::: DATA FOR THIS TASK :::

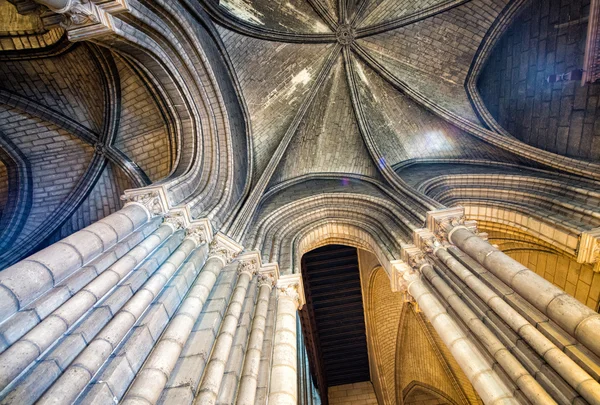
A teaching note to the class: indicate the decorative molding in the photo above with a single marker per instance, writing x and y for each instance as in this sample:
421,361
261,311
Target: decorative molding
175,220
224,248
249,267
291,286
436,219
399,267
197,233
591,63
589,248
153,200
267,272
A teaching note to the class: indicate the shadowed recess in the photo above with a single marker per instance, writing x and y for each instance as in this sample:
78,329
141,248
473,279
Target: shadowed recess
334,301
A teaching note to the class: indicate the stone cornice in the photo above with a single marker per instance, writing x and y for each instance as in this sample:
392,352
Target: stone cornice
291,286
589,248
224,248
264,270
240,26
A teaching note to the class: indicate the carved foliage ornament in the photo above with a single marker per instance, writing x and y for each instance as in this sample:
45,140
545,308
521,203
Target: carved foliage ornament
217,249
80,12
290,291
197,234
150,201
266,279
248,266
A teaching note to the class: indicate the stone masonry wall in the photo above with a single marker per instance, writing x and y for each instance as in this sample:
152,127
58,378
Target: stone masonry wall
353,394
548,38
143,134
3,187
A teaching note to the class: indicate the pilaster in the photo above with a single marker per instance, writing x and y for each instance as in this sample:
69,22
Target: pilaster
589,248
291,286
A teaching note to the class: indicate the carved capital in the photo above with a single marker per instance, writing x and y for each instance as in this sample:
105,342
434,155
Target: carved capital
403,274
175,220
440,222
291,287
197,234
413,256
99,148
249,267
83,19
224,248
150,201
266,279
589,248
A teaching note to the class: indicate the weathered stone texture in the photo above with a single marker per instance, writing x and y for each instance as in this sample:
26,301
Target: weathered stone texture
563,271
283,15
19,31
57,159
3,187
404,131
328,139
70,84
383,310
380,11
143,134
275,78
353,394
102,201
559,117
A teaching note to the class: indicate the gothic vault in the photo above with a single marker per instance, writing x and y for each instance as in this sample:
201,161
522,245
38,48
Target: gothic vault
300,202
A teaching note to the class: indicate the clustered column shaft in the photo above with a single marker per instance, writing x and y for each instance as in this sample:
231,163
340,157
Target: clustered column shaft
578,320
213,375
249,380
283,387
530,387
153,377
484,379
581,381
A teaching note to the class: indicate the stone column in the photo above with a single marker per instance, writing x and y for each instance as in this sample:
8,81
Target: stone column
571,315
574,317
283,389
248,382
574,375
486,382
75,378
18,357
513,368
23,282
213,375
157,369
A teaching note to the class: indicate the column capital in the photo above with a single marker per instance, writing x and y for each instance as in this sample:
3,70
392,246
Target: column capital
441,222
291,286
249,267
403,275
438,219
175,220
154,201
224,248
588,250
83,19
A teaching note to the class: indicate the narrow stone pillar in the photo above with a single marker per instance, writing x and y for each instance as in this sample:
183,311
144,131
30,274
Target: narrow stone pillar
18,357
25,281
571,315
283,389
574,375
213,375
247,389
486,382
513,368
75,378
157,369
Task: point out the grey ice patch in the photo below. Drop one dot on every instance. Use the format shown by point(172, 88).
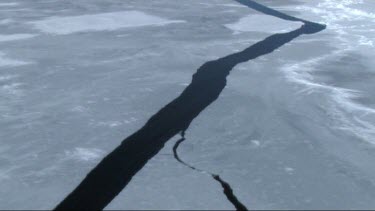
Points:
point(5, 61)
point(84, 154)
point(99, 22)
point(268, 24)
point(13, 37)
point(9, 4)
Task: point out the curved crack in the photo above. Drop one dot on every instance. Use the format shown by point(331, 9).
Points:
point(116, 170)
point(227, 189)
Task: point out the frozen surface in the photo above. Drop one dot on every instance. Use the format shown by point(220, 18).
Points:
point(11, 37)
point(263, 23)
point(292, 130)
point(99, 22)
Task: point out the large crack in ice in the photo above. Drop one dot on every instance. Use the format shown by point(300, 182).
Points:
point(227, 189)
point(116, 170)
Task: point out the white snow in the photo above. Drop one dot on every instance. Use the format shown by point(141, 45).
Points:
point(84, 154)
point(12, 37)
point(263, 23)
point(99, 22)
point(7, 4)
point(5, 61)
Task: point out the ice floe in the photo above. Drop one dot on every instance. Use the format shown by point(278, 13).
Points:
point(263, 23)
point(12, 37)
point(5, 61)
point(99, 22)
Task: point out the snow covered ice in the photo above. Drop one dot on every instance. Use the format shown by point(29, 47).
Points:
point(293, 129)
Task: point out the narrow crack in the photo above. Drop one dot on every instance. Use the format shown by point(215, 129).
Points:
point(227, 189)
point(116, 170)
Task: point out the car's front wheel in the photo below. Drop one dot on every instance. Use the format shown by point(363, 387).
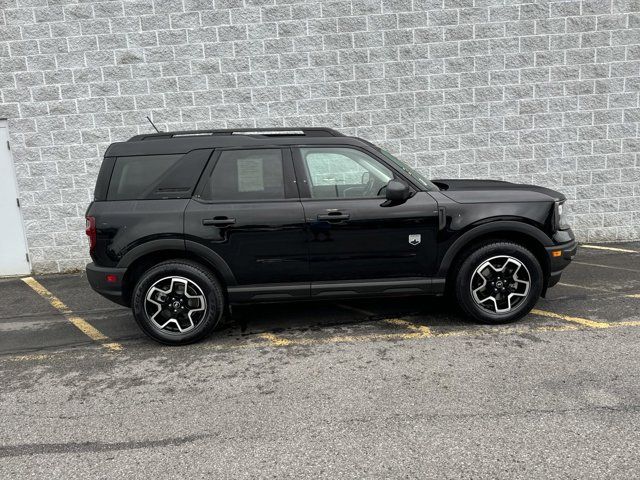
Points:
point(498, 282)
point(177, 302)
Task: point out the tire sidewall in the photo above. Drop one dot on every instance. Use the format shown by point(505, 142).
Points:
point(468, 267)
point(194, 273)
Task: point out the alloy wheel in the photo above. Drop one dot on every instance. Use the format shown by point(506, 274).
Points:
point(175, 304)
point(500, 284)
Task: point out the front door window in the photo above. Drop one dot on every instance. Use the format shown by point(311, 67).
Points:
point(344, 173)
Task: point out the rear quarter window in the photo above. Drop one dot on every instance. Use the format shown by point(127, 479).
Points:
point(145, 177)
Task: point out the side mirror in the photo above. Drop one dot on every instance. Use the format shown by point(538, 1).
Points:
point(397, 191)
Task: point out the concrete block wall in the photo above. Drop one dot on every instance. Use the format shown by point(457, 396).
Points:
point(539, 92)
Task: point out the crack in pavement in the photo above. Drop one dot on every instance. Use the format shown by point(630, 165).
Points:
point(94, 447)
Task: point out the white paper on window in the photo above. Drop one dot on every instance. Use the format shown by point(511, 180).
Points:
point(250, 175)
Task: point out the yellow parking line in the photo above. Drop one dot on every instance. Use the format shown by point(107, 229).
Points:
point(612, 249)
point(80, 323)
point(421, 329)
point(603, 290)
point(275, 340)
point(357, 310)
point(581, 321)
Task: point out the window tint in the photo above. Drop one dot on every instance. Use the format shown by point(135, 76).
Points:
point(247, 175)
point(133, 176)
point(344, 173)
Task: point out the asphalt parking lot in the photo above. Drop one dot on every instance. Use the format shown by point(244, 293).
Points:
point(370, 388)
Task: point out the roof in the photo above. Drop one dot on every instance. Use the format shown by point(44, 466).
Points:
point(185, 141)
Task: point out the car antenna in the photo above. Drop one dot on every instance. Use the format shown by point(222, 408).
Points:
point(153, 124)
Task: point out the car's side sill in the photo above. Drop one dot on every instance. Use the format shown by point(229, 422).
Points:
point(340, 289)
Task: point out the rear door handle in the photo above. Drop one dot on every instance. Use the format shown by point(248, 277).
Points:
point(218, 221)
point(333, 217)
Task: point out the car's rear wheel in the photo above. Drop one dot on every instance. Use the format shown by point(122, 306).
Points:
point(177, 302)
point(498, 282)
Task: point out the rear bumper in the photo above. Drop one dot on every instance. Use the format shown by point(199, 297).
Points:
point(558, 262)
point(97, 277)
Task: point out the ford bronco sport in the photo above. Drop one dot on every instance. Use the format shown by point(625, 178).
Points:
point(185, 224)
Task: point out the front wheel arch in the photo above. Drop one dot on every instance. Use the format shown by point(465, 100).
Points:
point(457, 252)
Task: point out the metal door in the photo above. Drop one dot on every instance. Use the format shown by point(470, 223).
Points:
point(13, 245)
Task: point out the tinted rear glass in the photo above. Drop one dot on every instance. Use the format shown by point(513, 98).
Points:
point(156, 176)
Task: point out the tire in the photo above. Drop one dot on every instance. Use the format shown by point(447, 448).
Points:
point(178, 302)
point(500, 270)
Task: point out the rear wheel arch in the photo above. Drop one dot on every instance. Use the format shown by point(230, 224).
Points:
point(144, 262)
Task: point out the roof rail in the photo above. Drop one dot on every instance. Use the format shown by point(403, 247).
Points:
point(267, 132)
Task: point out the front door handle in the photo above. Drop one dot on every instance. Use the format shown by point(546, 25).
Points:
point(218, 221)
point(334, 217)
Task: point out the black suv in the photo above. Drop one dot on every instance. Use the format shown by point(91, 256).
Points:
point(185, 224)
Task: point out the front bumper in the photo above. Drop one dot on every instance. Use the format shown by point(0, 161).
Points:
point(560, 257)
point(112, 290)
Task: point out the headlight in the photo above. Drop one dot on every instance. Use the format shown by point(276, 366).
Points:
point(561, 222)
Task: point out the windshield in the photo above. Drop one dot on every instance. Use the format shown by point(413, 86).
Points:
point(408, 170)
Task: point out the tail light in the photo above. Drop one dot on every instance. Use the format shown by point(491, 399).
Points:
point(91, 232)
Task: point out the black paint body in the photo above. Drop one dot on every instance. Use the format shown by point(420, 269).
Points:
point(279, 249)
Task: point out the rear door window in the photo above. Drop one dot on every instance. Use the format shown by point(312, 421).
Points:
point(242, 175)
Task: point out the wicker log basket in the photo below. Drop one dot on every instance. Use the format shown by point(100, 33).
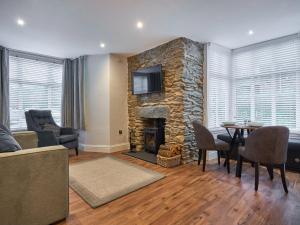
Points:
point(169, 156)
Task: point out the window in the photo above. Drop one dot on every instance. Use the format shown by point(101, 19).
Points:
point(34, 84)
point(260, 82)
point(266, 82)
point(218, 84)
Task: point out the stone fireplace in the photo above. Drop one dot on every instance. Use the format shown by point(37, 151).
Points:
point(154, 135)
point(181, 101)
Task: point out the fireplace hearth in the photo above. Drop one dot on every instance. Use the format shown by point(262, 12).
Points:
point(154, 136)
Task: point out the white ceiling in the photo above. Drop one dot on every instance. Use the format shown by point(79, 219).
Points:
point(69, 28)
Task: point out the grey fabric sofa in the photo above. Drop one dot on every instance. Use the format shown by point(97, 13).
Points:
point(34, 183)
point(37, 119)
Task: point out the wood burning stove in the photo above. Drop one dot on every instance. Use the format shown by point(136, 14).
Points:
point(154, 136)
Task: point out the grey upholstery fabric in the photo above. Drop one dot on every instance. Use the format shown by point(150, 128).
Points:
point(73, 93)
point(4, 86)
point(205, 139)
point(7, 141)
point(51, 127)
point(38, 119)
point(267, 145)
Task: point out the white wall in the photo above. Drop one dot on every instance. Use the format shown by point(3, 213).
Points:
point(118, 100)
point(105, 104)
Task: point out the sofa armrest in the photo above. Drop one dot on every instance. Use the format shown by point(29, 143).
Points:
point(67, 130)
point(46, 138)
point(34, 186)
point(26, 139)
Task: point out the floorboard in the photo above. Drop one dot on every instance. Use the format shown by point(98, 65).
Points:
point(189, 196)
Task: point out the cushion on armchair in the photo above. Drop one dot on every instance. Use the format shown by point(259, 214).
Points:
point(67, 138)
point(51, 127)
point(7, 141)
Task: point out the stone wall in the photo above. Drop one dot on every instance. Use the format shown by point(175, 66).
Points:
point(182, 98)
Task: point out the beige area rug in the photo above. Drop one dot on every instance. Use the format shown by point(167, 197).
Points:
point(105, 179)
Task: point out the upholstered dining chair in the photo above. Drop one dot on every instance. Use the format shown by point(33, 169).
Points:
point(266, 146)
point(206, 142)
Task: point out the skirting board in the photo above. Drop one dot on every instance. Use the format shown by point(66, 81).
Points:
point(104, 148)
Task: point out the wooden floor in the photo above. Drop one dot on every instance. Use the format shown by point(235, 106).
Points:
point(189, 196)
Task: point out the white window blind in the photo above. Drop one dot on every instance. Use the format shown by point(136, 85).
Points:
point(34, 84)
point(218, 84)
point(266, 82)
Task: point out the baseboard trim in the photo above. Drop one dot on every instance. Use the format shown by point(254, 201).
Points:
point(104, 148)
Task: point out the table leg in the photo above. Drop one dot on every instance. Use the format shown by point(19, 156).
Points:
point(236, 133)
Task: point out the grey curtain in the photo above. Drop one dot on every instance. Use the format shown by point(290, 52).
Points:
point(4, 86)
point(73, 93)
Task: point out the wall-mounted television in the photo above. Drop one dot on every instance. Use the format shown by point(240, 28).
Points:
point(147, 80)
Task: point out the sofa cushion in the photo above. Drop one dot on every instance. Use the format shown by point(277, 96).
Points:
point(51, 127)
point(7, 141)
point(67, 138)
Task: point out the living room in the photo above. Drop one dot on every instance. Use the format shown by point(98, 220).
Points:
point(149, 112)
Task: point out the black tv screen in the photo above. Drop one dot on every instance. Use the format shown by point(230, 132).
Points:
point(147, 80)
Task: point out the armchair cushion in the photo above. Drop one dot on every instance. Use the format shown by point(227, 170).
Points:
point(221, 145)
point(67, 130)
point(7, 142)
point(67, 138)
point(51, 127)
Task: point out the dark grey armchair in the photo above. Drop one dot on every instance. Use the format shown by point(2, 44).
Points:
point(49, 133)
point(267, 146)
point(205, 142)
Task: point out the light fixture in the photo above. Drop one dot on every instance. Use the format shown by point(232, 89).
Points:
point(139, 25)
point(20, 22)
point(250, 32)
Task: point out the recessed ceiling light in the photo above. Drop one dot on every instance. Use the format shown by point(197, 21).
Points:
point(20, 22)
point(139, 25)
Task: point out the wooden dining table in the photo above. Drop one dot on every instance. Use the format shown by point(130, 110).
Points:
point(238, 136)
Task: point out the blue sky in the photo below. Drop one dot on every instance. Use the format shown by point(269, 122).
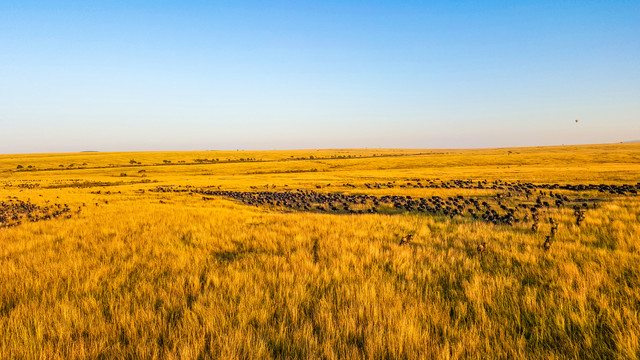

:::

* GOAL
Can you turn the material, starting with the line that contains "Task: point out the light" and going on through the end, into a numbered list, skipping blank lines and leaving out the pictures?

* OUTPUT BELOW
1. Task: point out the light fixture in the photo above. Drop one dot on every instance. Use the format shown by point(232, 89).
2. Points:
3. point(139, 25)
4. point(20, 22)
5. point(250, 32)
6. Task: point out the recessed ceiling light in the photo above. Drop one dot on every instance. Use the format shown by point(197, 21).
7. Points:
8. point(20, 22)
9. point(139, 25)
10. Task: point out the wooden dining table in the photo above. Drop one dot on every instance. Use the format shown by point(130, 110).
11. Points:
12. point(238, 136)
13. Task: point out the blue sky in the photo below. Drop one dot on every instance. Use the format shown by point(269, 122).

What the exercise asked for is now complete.